━━ Passage for review

Women everywhere deserve to live without fear of violence, harassment, or abuse.
Yet in all corners of the world, women must often think twice before walking home at night, ordering a drink in public, traveling solo, or going to school. It doesn't have to be this way.
A world without fear is possible for millions of women if U.S. leaders properly invest in global programs that prevent and respond to gender-based violence and address women's unique needs.
Sign the petition today to make your voice heard.
Women everywhere deserve to enjoy life without fear of abuse, harassment and violence. That is why I'm reaching out to you today as your constituent.
I'm speaking up with CARE Action advocates nationwide to urge you to fully fund programs that would prevent and respond to gender-based violence at $250 million in the 118th Congress, which would support women and girls' access to services that address violence.
Gender-based violence (GBV) is a global problem of epidemic proportions. One in three women will experience GBV in her lifetime, and that number rises to one in five during humanitarian emergencies. GBV – including intimate partner violence, harassment, exploitation, abuse, child, early and force marriage, and human trafficking – can undermine all areas of a woman's life, from her health and her education to her work and her livelihood.
As the rate and intensity of humanitarian crises continue to grow worldwide, so does the risk of violence against civilians. Women and girls are impacted greatly during humanitarian crises, which currently affect more than 324 million people worldwide. Not only do crisis-affected populations face displacement and the loss of their homes, livelihoods, and loved ones as a result of conflicts and emergencies, they often are vulnerable to acts such as rape and sexual assault, domestic violence, or child marriage. GBV is a stark violation of their rights and dignity and stands in the way of the security and health of refugees and displaced people during a crisis.
COVID-19 has already increased the rates of GBV in humanitarian contexts. Programs funded by the U.S.
Government help humanitarian aid workers prevent GBV by equipping them with resources, skills, protocols, and other tools to prevent gender-based violence at the start of an emergency. The U.S. is a critical leader in creating more effective responses to GBV in humanitarian settings, including GBV exacerbated by the war in Ukraine and the global food crisis.

━━━━
━━ Provided material

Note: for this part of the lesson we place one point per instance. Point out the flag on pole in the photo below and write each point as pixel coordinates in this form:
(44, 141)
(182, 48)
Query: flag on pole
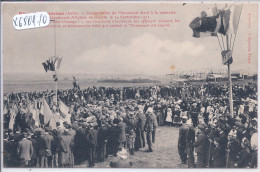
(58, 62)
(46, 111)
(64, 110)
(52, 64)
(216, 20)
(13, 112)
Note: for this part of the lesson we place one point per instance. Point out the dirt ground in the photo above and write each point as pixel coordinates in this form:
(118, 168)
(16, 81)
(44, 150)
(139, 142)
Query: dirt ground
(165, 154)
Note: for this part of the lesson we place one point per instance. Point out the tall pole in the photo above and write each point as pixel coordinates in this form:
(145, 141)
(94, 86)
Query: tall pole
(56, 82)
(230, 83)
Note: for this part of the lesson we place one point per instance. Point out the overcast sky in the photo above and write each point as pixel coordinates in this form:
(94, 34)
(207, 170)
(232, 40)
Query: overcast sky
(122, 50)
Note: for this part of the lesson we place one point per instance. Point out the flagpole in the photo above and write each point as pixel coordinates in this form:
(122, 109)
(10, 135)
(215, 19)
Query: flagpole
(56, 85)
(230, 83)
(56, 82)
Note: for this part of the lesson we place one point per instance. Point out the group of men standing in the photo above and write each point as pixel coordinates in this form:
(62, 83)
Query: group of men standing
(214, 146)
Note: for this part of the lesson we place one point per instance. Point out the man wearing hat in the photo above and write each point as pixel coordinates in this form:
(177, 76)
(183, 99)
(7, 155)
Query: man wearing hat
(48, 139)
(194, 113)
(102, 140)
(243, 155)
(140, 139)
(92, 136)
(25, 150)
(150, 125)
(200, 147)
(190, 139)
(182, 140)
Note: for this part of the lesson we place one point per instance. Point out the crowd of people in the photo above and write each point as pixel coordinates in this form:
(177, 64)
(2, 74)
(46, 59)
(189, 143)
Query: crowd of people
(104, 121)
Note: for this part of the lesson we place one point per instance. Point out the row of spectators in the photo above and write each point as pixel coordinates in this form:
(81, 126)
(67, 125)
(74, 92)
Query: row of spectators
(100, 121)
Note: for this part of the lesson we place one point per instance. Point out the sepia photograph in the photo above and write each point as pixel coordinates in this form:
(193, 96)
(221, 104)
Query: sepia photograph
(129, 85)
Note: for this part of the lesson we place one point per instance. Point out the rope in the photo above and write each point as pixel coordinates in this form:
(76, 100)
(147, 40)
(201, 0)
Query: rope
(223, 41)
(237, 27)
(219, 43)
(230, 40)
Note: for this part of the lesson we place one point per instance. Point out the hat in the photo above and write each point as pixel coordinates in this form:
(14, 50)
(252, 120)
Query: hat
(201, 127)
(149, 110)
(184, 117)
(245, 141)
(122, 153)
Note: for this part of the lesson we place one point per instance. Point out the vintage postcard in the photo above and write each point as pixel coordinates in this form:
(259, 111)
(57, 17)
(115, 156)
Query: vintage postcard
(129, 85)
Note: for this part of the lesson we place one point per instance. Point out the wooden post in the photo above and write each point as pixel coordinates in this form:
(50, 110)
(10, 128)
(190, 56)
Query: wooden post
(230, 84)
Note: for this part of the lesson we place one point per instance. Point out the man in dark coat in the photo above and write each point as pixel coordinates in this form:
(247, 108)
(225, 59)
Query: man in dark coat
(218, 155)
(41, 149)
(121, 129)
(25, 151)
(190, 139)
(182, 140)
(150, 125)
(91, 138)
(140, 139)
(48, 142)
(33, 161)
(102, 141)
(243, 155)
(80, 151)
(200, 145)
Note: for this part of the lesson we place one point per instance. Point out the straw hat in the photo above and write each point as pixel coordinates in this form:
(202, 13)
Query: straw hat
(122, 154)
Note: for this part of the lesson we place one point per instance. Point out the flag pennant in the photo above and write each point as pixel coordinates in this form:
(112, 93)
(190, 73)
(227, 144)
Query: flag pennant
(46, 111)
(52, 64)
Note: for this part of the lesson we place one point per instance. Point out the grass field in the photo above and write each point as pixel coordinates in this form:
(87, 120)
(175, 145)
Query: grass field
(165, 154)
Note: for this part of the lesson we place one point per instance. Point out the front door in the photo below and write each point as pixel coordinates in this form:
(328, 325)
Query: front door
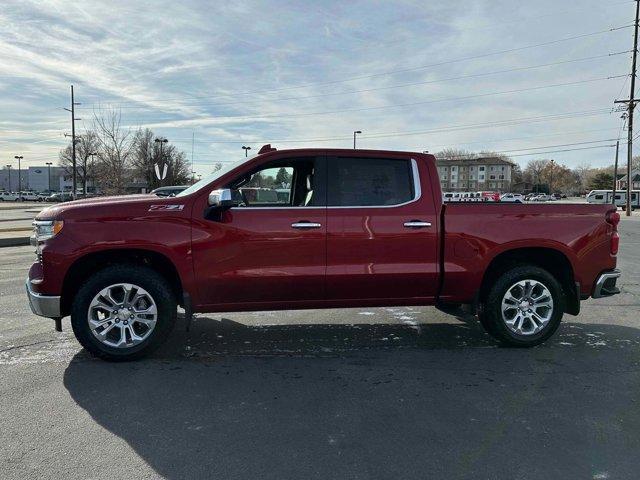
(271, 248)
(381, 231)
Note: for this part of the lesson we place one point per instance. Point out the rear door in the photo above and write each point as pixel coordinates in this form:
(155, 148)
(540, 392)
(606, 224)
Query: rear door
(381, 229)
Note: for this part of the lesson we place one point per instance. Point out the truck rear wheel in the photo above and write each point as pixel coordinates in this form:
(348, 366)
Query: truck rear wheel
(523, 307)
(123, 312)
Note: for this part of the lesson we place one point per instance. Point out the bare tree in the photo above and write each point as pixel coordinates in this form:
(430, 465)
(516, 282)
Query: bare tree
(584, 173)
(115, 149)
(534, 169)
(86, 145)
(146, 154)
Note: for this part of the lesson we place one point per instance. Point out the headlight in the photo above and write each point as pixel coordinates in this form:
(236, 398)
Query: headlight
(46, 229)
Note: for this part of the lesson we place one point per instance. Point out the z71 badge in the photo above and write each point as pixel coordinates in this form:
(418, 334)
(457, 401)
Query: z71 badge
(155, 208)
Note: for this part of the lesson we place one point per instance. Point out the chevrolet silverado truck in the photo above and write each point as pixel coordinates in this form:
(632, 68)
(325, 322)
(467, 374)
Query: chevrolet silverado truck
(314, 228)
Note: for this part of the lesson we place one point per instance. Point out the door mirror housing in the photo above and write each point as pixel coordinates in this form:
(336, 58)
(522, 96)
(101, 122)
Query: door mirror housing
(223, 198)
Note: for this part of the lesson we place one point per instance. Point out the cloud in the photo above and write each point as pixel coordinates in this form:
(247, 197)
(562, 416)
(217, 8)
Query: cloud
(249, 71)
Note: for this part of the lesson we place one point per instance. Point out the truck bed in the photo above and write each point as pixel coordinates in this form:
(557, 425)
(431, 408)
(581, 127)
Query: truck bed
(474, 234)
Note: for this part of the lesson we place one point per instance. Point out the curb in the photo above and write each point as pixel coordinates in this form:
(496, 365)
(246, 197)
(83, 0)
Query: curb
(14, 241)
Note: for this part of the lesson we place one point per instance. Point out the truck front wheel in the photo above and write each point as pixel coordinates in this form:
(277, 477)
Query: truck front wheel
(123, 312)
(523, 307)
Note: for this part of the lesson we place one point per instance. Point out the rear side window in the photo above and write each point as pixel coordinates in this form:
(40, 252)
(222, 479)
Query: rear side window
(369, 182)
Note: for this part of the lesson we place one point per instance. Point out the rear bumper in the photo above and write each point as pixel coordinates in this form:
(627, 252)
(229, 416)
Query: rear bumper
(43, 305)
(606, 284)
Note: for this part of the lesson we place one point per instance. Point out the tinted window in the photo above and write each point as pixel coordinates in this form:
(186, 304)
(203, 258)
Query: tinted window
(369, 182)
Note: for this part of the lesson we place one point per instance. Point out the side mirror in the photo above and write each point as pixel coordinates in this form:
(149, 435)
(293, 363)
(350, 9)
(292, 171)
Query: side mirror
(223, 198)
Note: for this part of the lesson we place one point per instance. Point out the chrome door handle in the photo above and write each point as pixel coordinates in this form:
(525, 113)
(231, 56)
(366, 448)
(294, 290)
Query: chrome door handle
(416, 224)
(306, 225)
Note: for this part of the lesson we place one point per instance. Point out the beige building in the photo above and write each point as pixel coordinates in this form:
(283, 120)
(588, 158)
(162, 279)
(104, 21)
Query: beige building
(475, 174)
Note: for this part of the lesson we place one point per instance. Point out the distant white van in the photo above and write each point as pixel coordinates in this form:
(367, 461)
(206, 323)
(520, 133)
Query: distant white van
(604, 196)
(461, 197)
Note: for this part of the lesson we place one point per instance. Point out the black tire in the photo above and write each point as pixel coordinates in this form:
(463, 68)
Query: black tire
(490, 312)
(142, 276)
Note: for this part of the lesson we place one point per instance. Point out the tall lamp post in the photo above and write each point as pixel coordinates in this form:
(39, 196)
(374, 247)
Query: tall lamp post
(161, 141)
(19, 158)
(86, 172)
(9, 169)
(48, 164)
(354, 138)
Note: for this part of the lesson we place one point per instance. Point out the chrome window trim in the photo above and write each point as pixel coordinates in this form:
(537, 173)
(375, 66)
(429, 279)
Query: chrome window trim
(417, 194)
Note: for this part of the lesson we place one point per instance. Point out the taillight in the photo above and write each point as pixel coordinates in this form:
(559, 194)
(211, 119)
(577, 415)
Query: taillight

━━━━

▶ [What you need to do]:
1 > Write out the passage of the petition on gender-based violence starting at "Women everywhere deserve to live" and ending at "your voice heard.".
2 > According to the petition on gender-based violence, how many people worldwide are currently affected by humanitarian crises?

▶ [Task-by-task outputs]:
1 >
Women everywhere deserve to live without fear of violence, harassment, or abuse.
Yet in all corners of the world, women must often think twice before walking home at night, ordering a drink in public, traveling solo, or going to school. It doesn't have to be this way.
A world without fear is possible for millions of women if U.S. leaders properly invest in global programs that prevent and respond to gender-based violence and address women's unique needs.
Sign the petition today to make your voice heard.

2 > More than 324 million people.